__Instrução 1__
Encontre nos registros todas as linhas que contêm a palavra "strip" e copie cada uma delas, diferenciando maiúsculas de minúsculas.

__Trecho fornecido__
☆ ☆ ☆ ☆
Aqui cabe o questionamento: é adequado e democrático que um ministro do Supremo saque uma tese completamente dissociada de seu contexto — como um mágico que saca um coelho de uma cartola — para resolver um problema para o qual a Constituição já prevê a solução, simplesmente porque ele não concorda com a prescrição constitucional?
O julgamento da repercussão geral nos temas 881 e 885 e as teses do ministro Barroso
Chegamos, finalmente, ao capítulo mais recente da história, no qual por ocasião do julgamento dos temas 881 e 885, o ministro Luís Roberto Barroso defendeu expressamente que o Supremo Tribunal Federal deve se pronunciar objetivamente sobre a mutação constitucional do artigo 52, X, da Constituição Federal.
Veja-se que a origem dos recursos dizia respeito à existência de coisa julgada em decisões favoráveis ao contribuinte referentes à CSLL, proferidas em sede de controle difuso; o Fisco postulava pela cessação da coisa julgada em relações tributárias de trato continuado e o ministro conseguiu avançar para uma tentativa de reescrita do sistema de controle de constitucionalidade brasileiro (!!!).
Aqui resta evidenciado o problema atinente aos julgamentos realizados por meio de recortes de casos que redundam em teses gerais e abstratas que vão muito além do objeto inicial da lide, uma outra discordância da Crítica Hermenêutica do Direito em relação à prática dos tribunais brasileiros.
Seguimos. Conforme dito no princípio do texto, em seu voto o ministro Barroso defendeu que "uma decisão do Pleno do Supremo Tribunal Federal, seja em controle incidental ou em ação direta, deve ter o mesmo alcance e produzir os mesmos efeitos". Para sustentar a sua posição enquanto julgador, o ministro Barroso citou… ele mesmo. Em seus livros sobre controle de constitucionalidade.
Assim, o ministro se referiu ao caso da Reclamação nº 4.335/AC na qual inicialmente foi levantada a tese da mutação constitucional do artigo 52, X da CF. Apontando que a tese restou vencida e que a questão foi solucionada pela aplicação da Súmula Vinculante nº 26.
☆ ☆ ☆ ☆
__Instrução 2__
No trecho sobre os temas 881 e 885, qual súmula solucionou a questão da Reclamação nº 4.335/AC?

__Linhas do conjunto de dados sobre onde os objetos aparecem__
☆ ☆ ☆ ☆
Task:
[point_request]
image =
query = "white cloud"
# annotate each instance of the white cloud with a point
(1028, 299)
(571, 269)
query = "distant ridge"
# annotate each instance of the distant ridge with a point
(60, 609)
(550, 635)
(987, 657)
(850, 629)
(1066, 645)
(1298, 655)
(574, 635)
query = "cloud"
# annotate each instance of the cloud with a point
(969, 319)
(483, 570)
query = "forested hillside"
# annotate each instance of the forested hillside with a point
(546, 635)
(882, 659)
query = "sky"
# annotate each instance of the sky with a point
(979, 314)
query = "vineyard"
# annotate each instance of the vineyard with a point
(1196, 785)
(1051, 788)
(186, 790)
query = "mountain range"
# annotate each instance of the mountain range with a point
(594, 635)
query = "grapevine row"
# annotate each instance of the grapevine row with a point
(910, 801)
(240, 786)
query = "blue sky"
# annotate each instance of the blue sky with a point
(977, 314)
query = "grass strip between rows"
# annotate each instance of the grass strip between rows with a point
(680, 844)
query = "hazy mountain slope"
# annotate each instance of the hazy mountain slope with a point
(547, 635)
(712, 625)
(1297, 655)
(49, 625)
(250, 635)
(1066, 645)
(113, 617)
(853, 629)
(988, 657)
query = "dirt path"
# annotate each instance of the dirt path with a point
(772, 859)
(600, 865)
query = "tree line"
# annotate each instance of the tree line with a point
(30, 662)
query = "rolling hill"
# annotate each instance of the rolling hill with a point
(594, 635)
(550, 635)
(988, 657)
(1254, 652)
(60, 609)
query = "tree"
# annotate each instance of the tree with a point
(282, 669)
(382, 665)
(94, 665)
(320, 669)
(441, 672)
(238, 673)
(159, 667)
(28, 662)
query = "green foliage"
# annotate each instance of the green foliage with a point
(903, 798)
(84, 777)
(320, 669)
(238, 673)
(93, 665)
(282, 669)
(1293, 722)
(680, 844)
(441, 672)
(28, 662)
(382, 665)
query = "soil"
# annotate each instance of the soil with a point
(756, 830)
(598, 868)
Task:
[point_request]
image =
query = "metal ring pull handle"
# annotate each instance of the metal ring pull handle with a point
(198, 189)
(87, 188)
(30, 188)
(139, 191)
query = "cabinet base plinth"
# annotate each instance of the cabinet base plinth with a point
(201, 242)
☆ ☆ ☆ ☆
__Resposta do exercício 1__
query = "grass strip between rows"
# annotate each instance of the grass strip between rows with a point

__Resposta do exercício 2__
A Súmula Vinculante nº 26.